┏━━

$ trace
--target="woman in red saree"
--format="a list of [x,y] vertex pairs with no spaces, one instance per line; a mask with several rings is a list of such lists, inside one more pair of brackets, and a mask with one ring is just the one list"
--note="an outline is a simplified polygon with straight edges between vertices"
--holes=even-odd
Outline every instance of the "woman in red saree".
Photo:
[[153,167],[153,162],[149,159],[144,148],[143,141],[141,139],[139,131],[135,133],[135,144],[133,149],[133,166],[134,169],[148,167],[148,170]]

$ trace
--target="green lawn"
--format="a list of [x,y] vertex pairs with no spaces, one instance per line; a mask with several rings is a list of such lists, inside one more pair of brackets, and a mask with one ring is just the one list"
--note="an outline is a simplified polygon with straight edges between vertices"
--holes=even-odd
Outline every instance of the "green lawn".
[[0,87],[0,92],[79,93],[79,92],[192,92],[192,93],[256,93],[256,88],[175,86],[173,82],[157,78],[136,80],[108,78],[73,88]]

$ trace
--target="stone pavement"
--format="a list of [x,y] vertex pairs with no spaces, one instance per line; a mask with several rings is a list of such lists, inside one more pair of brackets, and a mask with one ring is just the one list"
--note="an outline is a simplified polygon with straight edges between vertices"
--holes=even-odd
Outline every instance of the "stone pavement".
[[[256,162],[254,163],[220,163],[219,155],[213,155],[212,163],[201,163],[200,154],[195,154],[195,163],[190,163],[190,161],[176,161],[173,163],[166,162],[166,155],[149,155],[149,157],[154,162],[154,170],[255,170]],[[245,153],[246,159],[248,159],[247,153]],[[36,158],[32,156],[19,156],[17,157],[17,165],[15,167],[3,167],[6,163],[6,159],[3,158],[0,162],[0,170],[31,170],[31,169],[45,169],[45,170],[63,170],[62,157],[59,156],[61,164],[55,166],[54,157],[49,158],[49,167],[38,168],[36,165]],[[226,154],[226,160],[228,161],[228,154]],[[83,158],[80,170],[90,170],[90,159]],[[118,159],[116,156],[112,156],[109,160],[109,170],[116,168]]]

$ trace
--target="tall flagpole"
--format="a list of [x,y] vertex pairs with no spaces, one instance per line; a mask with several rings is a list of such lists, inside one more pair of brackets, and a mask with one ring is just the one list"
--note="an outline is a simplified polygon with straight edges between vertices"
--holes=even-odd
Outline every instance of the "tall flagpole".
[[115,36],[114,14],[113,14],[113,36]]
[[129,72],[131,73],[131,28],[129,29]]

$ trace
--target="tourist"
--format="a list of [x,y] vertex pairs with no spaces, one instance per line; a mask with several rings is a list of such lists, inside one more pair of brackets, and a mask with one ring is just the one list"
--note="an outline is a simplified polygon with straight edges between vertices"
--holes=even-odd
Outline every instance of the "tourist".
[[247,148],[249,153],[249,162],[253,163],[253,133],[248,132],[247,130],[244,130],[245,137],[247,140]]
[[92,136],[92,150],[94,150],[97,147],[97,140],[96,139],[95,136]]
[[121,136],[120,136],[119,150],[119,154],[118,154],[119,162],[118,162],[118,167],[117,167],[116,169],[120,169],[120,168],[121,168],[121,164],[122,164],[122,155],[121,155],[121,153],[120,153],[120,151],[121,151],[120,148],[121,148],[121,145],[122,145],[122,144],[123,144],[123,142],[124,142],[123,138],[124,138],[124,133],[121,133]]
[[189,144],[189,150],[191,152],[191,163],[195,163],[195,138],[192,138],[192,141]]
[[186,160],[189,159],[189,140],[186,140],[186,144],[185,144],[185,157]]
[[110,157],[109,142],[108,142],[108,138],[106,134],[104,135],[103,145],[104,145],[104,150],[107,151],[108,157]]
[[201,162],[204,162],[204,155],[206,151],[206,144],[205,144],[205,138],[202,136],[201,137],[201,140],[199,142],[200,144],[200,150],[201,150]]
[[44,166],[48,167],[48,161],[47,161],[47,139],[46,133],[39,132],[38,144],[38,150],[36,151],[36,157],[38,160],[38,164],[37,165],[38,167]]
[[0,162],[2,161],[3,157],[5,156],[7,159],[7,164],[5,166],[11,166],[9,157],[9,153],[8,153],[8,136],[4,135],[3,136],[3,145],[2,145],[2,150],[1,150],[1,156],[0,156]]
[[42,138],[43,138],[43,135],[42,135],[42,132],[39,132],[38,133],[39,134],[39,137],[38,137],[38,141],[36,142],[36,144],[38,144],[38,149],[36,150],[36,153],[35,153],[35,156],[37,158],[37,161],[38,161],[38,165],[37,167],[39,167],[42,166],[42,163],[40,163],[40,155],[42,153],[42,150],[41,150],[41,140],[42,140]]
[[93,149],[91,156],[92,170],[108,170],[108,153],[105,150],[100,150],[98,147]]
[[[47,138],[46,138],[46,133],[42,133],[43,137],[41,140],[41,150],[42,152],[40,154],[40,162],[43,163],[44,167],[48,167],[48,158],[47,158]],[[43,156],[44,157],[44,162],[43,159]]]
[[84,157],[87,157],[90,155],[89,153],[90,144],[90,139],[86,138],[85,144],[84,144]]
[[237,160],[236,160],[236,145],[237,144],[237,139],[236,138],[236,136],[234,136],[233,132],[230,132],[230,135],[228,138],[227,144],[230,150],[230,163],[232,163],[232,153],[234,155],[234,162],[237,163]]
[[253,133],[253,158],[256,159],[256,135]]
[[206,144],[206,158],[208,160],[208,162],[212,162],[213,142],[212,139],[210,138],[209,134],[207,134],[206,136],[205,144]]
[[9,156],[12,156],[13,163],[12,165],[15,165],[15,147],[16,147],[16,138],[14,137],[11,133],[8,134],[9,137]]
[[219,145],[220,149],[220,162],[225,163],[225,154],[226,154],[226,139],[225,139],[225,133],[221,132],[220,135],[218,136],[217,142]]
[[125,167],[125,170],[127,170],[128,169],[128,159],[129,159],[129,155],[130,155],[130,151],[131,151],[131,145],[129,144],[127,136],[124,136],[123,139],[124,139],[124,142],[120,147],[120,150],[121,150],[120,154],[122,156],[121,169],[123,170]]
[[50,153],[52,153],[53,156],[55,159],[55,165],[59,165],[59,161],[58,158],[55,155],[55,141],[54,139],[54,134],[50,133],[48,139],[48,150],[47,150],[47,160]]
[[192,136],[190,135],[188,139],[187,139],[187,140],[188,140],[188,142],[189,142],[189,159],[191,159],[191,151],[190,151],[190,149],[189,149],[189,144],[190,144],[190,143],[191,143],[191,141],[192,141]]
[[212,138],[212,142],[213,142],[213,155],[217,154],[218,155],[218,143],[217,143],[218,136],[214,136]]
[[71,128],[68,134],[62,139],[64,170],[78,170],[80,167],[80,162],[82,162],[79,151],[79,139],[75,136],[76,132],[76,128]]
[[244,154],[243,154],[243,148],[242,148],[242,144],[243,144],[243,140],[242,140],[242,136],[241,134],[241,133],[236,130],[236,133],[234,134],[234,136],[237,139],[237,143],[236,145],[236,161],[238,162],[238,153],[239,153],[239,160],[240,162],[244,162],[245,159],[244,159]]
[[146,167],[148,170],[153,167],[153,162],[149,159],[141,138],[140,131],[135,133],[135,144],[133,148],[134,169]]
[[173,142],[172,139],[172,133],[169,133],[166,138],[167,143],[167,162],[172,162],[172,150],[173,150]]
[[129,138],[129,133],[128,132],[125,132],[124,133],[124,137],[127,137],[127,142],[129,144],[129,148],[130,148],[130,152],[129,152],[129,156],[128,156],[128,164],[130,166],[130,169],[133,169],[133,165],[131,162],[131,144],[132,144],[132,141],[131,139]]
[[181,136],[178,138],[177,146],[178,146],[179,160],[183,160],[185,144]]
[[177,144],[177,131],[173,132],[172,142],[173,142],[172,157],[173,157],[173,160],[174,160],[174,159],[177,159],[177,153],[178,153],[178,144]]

┗━━

• What the task asks
Copy out the full set of records precisely, leaving nothing out.

• Reply to the exercise
$ trace
--target="woman in red saree"
--format="a list of [x,y] vertex pairs with no spaces, one instance per line; a mask with several rings is a list of such lists, inside one more pair of brackets, and a mask with one ring is just the one list"
--note="an outline is a simplified polygon with straight edges between vertices"
--holes=even-odd
Outline every instance of the "woman in red saree".
Photo:
[[153,167],[153,162],[149,159],[144,148],[143,141],[141,139],[139,131],[135,133],[135,144],[133,149],[133,166],[134,169],[148,167],[148,170]]

$ trace
--target="green lawn"
--format="a list of [x,y] vertex pairs with no spaces, one instance per line; a mask with several rings is a list of such lists, inside one more pair of brackets, and a mask with one ring is just the one list"
--note="an outline is a simplified polygon with straight edges between vertices"
--holes=even-odd
Outline every instance of the "green lawn".
[[0,87],[0,92],[79,93],[79,92],[192,92],[192,93],[256,93],[256,88],[175,86],[173,82],[157,78],[136,80],[108,78],[73,88]]

$ trace
--target="stone pavement"
--format="a list of [x,y] vertex pairs with no spaces, one instance per line; a mask with several rings is a list of such lists, inside one more pair of brackets, and a mask with one ring is just the one list"
--note="an outline is a simplified polygon with straight edges between vertices"
--holes=even-odd
Outline every instance of the "stone pavement".
[[[256,162],[254,163],[220,163],[219,155],[213,155],[212,163],[201,163],[200,154],[195,154],[195,163],[190,163],[190,161],[176,161],[173,163],[166,162],[166,155],[149,155],[149,157],[154,162],[154,170],[255,170]],[[245,153],[246,159],[248,159],[247,153]],[[36,158],[32,156],[19,156],[17,157],[17,165],[15,167],[3,167],[6,163],[6,159],[3,158],[0,162],[0,170],[31,170],[31,169],[45,169],[45,170],[63,170],[62,157],[59,156],[61,164],[55,166],[54,157],[49,158],[49,167],[38,168],[36,165]],[[226,154],[226,160],[228,161],[228,154]],[[83,158],[80,170],[90,170],[90,159]],[[118,159],[116,156],[112,156],[109,160],[109,170],[116,168]]]

$ trace
--target="tall flagpole"
--format="a list of [x,y] vertex pairs with no spaces, one instance per line; a mask with several rings is a list of such lists, inside one more pair of brackets, and a mask with one ring is just the one list"
--note="an outline is a simplified polygon with straight edges between vertices"
--holes=even-odd
Outline every instance of the "tall flagpole".
[[115,36],[114,14],[113,14],[113,36]]
[[129,72],[131,73],[131,28],[129,29]]

$ trace
--target="tourist"
--format="a list of [x,y] vertex pairs with no spaces, one instance per line; a mask with several rings is a list of such lists, inside one more pair of brackets, and a mask with one ring is just the one list"
--note="an outline is a simplified polygon with straight edges between vertices"
--holes=even-odd
Outline every instance of the "tourist".
[[247,148],[249,153],[249,162],[253,163],[253,133],[248,132],[247,130],[244,130],[245,137],[247,140]]
[[92,136],[92,150],[94,150],[97,147],[97,140],[96,139],[95,136]]
[[121,136],[120,136],[119,150],[119,154],[118,154],[119,162],[118,162],[118,167],[117,167],[116,169],[120,169],[120,168],[121,168],[121,164],[122,164],[122,155],[121,155],[121,153],[120,153],[120,151],[121,151],[120,148],[121,148],[121,145],[122,145],[122,144],[123,144],[123,142],[124,142],[123,138],[124,138],[124,133],[121,133]]
[[189,144],[189,150],[191,152],[191,163],[195,163],[195,138],[192,138],[192,141]]
[[186,160],[189,159],[189,140],[186,140],[186,144],[185,144],[185,157]]
[[110,157],[109,142],[108,142],[108,138],[106,134],[104,135],[103,145],[104,145],[104,150],[107,151],[108,157]]
[[201,162],[204,162],[204,155],[206,151],[206,144],[205,144],[205,138],[202,136],[201,137],[201,140],[199,142],[200,144],[200,150],[201,150]]
[[44,166],[48,167],[48,161],[47,161],[47,139],[46,133],[39,132],[38,144],[38,150],[36,151],[36,157],[38,160],[38,164],[37,165],[38,167]]
[[0,162],[2,161],[3,157],[5,156],[7,159],[7,164],[5,166],[11,166],[9,157],[9,153],[8,153],[8,136],[4,135],[3,136],[3,145],[2,145],[2,150],[1,150],[1,156],[0,156]]
[[42,138],[43,138],[43,135],[42,135],[42,132],[39,132],[38,133],[39,134],[39,137],[38,137],[38,141],[36,142],[36,144],[38,144],[38,149],[36,150],[36,153],[35,153],[35,156],[37,158],[37,161],[38,161],[38,165],[37,167],[39,167],[42,166],[42,163],[40,163],[40,155],[42,153],[42,150],[41,150],[41,140],[42,140]]
[[93,149],[91,156],[92,170],[108,170],[108,153],[105,150],[100,150],[98,147]]
[[[47,138],[46,138],[46,133],[42,133],[43,137],[41,140],[41,150],[42,152],[40,154],[40,162],[43,163],[44,167],[48,167],[48,158],[47,158]],[[43,156],[44,157],[44,162],[43,159]]]
[[84,157],[87,157],[90,155],[89,153],[90,144],[90,139],[86,138],[85,144],[84,144]]
[[237,160],[236,160],[236,145],[237,144],[237,139],[236,138],[236,136],[234,136],[233,132],[230,132],[230,135],[228,138],[227,144],[230,150],[230,163],[232,163],[232,153],[234,155],[234,162],[237,163]]
[[253,133],[253,158],[256,159],[256,135]]
[[206,144],[206,158],[208,160],[208,162],[212,162],[213,142],[212,139],[210,138],[209,134],[207,134],[206,136],[205,144]]
[[9,156],[12,156],[13,163],[12,165],[15,165],[15,147],[16,147],[16,138],[14,137],[11,133],[8,134],[9,137]]
[[219,145],[220,149],[220,162],[225,163],[225,154],[226,154],[226,139],[225,139],[225,133],[221,132],[220,135],[218,136],[217,142]]
[[125,167],[125,170],[127,170],[128,169],[128,159],[129,159],[129,155],[130,155],[130,151],[131,151],[131,145],[129,144],[127,136],[124,136],[123,139],[124,139],[124,142],[120,147],[120,150],[121,150],[120,154],[122,156],[121,169],[123,170]]
[[50,153],[52,153],[53,156],[55,159],[55,165],[59,165],[59,161],[58,158],[55,155],[55,141],[54,139],[54,134],[50,133],[48,139],[48,150],[47,150],[47,160]]
[[192,136],[190,135],[188,139],[187,139],[187,140],[188,140],[188,142],[189,142],[189,159],[191,159],[191,151],[190,151],[190,149],[189,149],[189,144],[190,144],[190,143],[191,143],[191,141],[192,141]]
[[212,138],[212,142],[213,142],[213,155],[217,154],[218,155],[218,143],[217,143],[218,136],[214,136]]
[[71,128],[68,134],[62,139],[64,170],[78,170],[80,167],[80,162],[82,162],[79,151],[79,139],[75,136],[76,132],[76,128]]
[[244,154],[243,154],[243,148],[242,148],[242,144],[243,144],[243,140],[242,140],[242,136],[241,134],[241,133],[236,130],[236,133],[234,134],[234,136],[237,139],[237,143],[236,145],[236,161],[238,162],[238,153],[239,153],[239,160],[240,162],[244,162],[245,159],[244,159]]
[[146,167],[148,170],[153,167],[153,162],[149,159],[141,138],[140,131],[135,133],[135,144],[133,148],[134,169]]
[[173,142],[172,139],[172,133],[169,133],[166,138],[167,143],[167,162],[172,162],[172,150],[173,150]]
[[129,138],[129,133],[128,132],[125,132],[124,133],[124,137],[127,137],[127,142],[129,144],[129,148],[130,148],[130,152],[129,152],[129,156],[128,156],[128,164],[130,166],[130,169],[133,169],[133,165],[131,162],[131,144],[132,144],[132,141],[131,139]]
[[181,136],[178,138],[177,146],[178,146],[179,160],[183,160],[185,144]]
[[177,144],[177,131],[173,132],[172,142],[173,142],[172,157],[173,157],[173,160],[174,160],[174,159],[177,159],[177,153],[178,153],[178,144]]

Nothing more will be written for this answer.